## Stated problem 1
Please transcribe the passage from the reflection on grief, starting at "I can not really" and ending at "to our grief.".
## Stated problem 2
In the last paragraph of the reflection on grief, list each thing the stream becomes or returns as.

That’s All I Am Going To Say About That

I used to write poetry and woke with a fragment floating around the last remnants of a dream today. Like an old song, one that came through the static of a radio 30 years ago. It began “Belive it, hip sucks…” and ended with some notion about being crazy about illiviation. There was a butterfly slicing the air like paper to flesh, letting bad blood flow. It became the ink and asked what was the advantage of taking pen to paper. Poems, elegies, even a last thought are only for the living, to give us comfort or fading solace.

Even at 44 you were too young to die, but that was your choice. You let loose in the black ribbons of storm that have no gauge or alliance. I woke and rushed to write the poem, but each line I tried to put to paper faded like our youth, like the image of the trails that ran through Woodbridge Valley; each line failed to capture the truth of our lives.

There was a low stream that stumbled under a canopy of oaks, feeding on the eroding bank, muddying our feet as we ascended the other side. Perhaps it rushed by in ragtime, perhaps it was was where the silence I become lost in rose from.

I can not really remember where it began, perhaps on a dirt hill where the wind pulled the clouds down. I only know where it ends, where I will turn to stare back ‘why?’ and ‘convince me it was real.’

Perhaps I did not write you a poem because they tend to distract us from the flowers around the grassy knoll, the rivers bend, as much as they offer comfort or attempt to give form to our grief.

Yes, that stream became a river rushing by many trees before becoming the sea and returning as rain. If I look closely I can still see the rainbow at midnight hearing of your death gave birth to. If I look closely I can see your dark eyes peering into the cool blue pools of mine.

## Records
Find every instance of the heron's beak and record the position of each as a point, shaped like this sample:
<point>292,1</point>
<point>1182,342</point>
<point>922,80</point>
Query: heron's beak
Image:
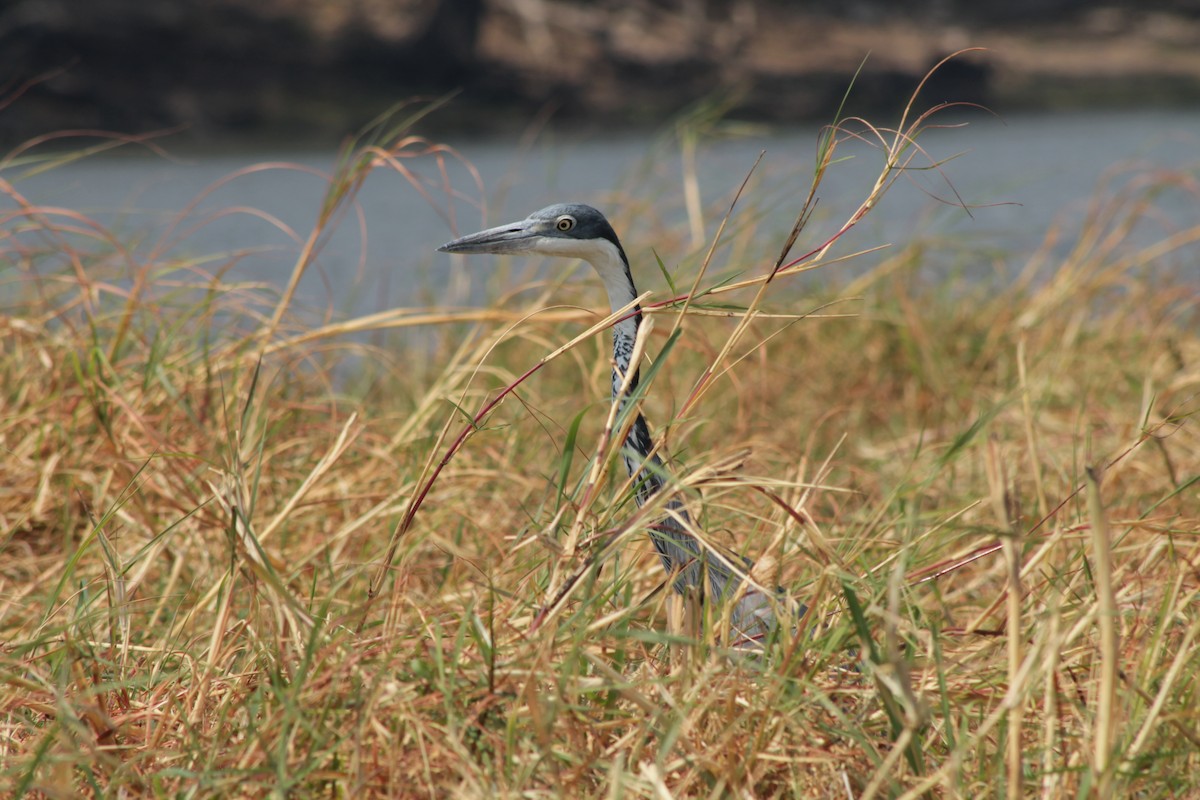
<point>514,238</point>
...
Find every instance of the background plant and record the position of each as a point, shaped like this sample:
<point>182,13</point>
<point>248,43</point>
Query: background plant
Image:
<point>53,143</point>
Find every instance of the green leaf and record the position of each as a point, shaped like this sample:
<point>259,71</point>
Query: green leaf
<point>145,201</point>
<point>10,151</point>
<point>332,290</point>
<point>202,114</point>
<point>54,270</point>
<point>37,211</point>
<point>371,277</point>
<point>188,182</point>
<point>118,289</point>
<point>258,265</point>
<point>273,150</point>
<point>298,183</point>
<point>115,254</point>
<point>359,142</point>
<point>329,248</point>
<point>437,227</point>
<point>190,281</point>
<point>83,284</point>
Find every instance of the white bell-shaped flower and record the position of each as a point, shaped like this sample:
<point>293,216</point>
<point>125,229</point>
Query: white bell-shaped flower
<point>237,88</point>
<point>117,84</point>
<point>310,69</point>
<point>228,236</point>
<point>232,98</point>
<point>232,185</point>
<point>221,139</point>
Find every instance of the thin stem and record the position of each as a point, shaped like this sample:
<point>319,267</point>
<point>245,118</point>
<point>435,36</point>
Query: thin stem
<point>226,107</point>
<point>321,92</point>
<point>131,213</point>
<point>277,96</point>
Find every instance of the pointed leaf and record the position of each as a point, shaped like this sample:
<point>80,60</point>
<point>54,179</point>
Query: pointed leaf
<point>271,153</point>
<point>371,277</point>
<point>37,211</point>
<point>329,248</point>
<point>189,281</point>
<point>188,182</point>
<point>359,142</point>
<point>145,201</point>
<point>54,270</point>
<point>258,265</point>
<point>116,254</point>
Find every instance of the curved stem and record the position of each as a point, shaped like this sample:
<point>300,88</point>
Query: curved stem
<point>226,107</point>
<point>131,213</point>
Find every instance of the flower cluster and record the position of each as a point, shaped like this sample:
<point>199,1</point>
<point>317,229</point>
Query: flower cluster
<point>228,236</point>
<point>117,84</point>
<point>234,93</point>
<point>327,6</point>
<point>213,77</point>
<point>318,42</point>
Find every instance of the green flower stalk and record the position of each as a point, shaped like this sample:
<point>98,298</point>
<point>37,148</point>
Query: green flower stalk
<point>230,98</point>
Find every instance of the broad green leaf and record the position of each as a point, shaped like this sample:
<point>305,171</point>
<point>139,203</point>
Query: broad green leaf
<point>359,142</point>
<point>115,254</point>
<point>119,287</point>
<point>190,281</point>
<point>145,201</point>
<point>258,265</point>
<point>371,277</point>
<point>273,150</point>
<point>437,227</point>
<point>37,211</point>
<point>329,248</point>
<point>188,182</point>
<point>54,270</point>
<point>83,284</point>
* * *
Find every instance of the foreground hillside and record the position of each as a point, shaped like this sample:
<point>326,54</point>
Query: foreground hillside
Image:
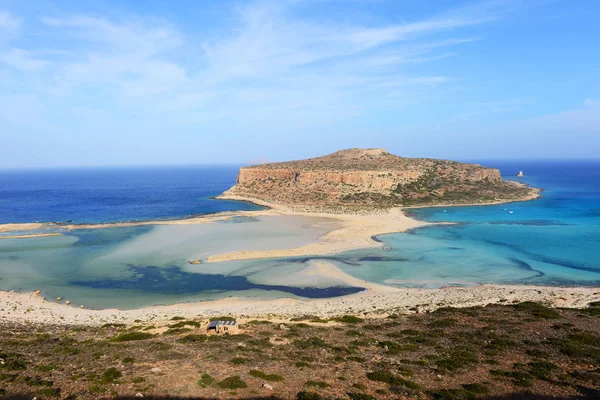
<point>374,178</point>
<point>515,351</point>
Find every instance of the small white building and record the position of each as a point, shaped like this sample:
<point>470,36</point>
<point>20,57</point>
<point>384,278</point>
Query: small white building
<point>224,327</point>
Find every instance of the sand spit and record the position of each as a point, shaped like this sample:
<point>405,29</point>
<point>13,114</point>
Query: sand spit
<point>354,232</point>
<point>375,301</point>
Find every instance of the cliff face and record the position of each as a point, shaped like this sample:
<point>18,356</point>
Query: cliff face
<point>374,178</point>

## Correct answer 1
I can not really remember where it began, perhaps on a dirt hill where the wind pulled the clouds down. I only know where it ends, where I will turn to stare back ‘why?’ and ‘convince me it was real.’

Perhaps I did not write you a poem because they tend to distract us from the flowers around the grassy knoll, the rivers bend, as much as they offer comfort or attempt to give form to our grief.

## Correct answer 2
- a river
- the sea
- rain